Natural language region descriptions
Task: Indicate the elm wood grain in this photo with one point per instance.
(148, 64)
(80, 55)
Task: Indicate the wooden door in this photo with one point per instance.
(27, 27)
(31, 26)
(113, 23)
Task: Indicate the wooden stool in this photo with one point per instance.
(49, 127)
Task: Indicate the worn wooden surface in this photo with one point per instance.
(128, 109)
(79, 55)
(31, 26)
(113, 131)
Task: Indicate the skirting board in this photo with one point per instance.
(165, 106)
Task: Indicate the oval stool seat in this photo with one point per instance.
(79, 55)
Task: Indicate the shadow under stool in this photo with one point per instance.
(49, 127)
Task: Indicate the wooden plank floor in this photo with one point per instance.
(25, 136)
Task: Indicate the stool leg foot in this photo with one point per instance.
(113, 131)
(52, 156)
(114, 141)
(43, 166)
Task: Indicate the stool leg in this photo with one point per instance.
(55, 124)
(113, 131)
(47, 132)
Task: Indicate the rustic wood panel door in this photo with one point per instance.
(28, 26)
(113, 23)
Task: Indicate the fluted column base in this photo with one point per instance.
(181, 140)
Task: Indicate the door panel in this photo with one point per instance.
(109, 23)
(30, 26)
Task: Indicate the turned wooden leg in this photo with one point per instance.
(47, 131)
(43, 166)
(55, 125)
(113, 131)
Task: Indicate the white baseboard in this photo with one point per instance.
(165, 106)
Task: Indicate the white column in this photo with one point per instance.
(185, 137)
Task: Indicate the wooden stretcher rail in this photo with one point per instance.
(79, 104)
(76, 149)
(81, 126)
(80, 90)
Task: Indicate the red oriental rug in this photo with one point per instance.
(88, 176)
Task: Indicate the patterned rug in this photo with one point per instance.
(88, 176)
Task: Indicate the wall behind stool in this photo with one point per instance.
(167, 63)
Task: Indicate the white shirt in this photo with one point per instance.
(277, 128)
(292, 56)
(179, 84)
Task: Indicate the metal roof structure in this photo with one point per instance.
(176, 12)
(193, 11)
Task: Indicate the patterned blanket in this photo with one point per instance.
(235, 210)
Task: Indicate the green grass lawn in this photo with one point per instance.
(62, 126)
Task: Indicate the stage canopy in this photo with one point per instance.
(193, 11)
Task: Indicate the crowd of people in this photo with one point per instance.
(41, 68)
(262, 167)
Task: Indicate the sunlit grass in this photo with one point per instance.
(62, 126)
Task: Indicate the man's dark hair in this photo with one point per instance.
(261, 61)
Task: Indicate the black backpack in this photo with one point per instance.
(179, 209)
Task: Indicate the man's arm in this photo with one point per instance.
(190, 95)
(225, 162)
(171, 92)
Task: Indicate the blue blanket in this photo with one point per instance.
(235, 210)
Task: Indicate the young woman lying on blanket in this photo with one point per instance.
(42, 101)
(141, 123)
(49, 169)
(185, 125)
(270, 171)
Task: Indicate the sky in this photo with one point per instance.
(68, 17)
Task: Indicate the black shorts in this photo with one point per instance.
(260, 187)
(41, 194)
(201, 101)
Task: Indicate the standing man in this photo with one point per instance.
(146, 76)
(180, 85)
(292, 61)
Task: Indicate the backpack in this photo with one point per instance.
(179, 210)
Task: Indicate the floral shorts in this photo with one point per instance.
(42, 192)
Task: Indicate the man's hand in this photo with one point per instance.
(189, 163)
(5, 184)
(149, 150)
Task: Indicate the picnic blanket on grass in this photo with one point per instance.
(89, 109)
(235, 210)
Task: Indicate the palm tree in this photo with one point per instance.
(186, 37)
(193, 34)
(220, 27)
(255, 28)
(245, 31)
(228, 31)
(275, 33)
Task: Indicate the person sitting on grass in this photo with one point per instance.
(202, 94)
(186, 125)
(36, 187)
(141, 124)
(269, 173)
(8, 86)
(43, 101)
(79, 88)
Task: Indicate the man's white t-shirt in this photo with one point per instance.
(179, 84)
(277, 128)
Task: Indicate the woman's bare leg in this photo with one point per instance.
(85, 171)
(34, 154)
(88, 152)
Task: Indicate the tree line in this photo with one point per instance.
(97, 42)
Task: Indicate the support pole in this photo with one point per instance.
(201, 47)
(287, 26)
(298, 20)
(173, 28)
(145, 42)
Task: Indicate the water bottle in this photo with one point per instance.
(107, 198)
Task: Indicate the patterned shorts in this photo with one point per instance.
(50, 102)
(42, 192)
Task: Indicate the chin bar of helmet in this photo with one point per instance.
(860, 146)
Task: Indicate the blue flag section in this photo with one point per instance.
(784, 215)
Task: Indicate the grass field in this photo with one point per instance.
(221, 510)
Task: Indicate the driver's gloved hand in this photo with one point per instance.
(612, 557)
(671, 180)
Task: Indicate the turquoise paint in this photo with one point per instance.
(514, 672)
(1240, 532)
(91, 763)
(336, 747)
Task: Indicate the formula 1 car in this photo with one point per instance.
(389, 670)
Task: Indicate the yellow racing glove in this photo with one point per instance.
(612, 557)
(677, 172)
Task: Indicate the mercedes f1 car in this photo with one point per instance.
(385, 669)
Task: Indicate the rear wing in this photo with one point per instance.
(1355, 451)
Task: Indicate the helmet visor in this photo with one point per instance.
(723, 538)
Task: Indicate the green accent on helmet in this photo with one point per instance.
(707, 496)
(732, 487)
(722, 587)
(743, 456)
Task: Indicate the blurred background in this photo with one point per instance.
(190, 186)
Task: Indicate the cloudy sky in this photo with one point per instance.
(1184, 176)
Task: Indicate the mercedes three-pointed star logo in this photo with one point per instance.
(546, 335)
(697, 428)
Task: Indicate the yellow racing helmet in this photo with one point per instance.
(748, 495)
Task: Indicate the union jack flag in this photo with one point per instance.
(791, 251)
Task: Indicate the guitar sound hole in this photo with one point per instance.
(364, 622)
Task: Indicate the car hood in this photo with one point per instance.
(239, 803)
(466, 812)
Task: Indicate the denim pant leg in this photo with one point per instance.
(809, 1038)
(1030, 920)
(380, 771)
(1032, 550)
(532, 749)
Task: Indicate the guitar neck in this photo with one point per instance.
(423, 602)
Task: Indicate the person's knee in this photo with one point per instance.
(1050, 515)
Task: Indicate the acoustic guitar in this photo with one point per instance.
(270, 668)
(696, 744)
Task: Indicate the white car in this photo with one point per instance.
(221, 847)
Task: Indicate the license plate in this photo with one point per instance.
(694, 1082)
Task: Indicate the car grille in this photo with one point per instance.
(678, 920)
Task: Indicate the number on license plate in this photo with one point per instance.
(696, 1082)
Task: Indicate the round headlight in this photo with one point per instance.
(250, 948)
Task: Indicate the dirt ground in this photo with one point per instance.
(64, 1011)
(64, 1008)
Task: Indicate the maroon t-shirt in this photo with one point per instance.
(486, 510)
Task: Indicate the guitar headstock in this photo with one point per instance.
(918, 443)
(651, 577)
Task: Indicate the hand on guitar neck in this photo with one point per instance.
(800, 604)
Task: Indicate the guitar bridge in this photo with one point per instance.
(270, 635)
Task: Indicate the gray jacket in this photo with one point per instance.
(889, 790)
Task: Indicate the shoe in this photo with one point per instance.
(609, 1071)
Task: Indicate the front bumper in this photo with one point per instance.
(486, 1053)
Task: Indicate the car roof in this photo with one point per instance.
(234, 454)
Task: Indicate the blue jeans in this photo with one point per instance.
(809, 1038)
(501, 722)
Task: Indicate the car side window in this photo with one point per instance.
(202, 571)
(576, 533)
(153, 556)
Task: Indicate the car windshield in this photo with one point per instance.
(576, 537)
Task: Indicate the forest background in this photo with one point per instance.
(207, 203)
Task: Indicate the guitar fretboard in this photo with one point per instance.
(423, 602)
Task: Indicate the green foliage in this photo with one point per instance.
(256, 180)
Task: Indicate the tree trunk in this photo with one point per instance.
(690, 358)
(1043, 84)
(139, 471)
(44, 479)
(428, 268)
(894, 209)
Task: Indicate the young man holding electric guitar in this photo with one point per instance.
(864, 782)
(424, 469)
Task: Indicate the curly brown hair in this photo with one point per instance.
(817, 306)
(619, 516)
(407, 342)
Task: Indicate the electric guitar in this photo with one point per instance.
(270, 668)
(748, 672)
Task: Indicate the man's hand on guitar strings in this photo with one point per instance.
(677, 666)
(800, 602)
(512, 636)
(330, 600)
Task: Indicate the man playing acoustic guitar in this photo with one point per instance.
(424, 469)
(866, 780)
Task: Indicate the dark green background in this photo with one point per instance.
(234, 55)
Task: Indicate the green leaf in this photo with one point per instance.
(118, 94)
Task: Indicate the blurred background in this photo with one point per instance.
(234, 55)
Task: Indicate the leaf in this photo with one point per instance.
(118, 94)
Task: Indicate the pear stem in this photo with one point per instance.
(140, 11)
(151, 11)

■ EXERCISE INSTRUCTIONS: Return exactly the lines in the records above, beginning with the one that holds "Task: Indicate the leaf" and ending with the last.

■ PROBLEM SOLUTION:
Task: Indicate the leaf in this photo with one point per instance.
(118, 94)
Task: Indicate the pear stem in this photo with one point per instance.
(140, 11)
(151, 11)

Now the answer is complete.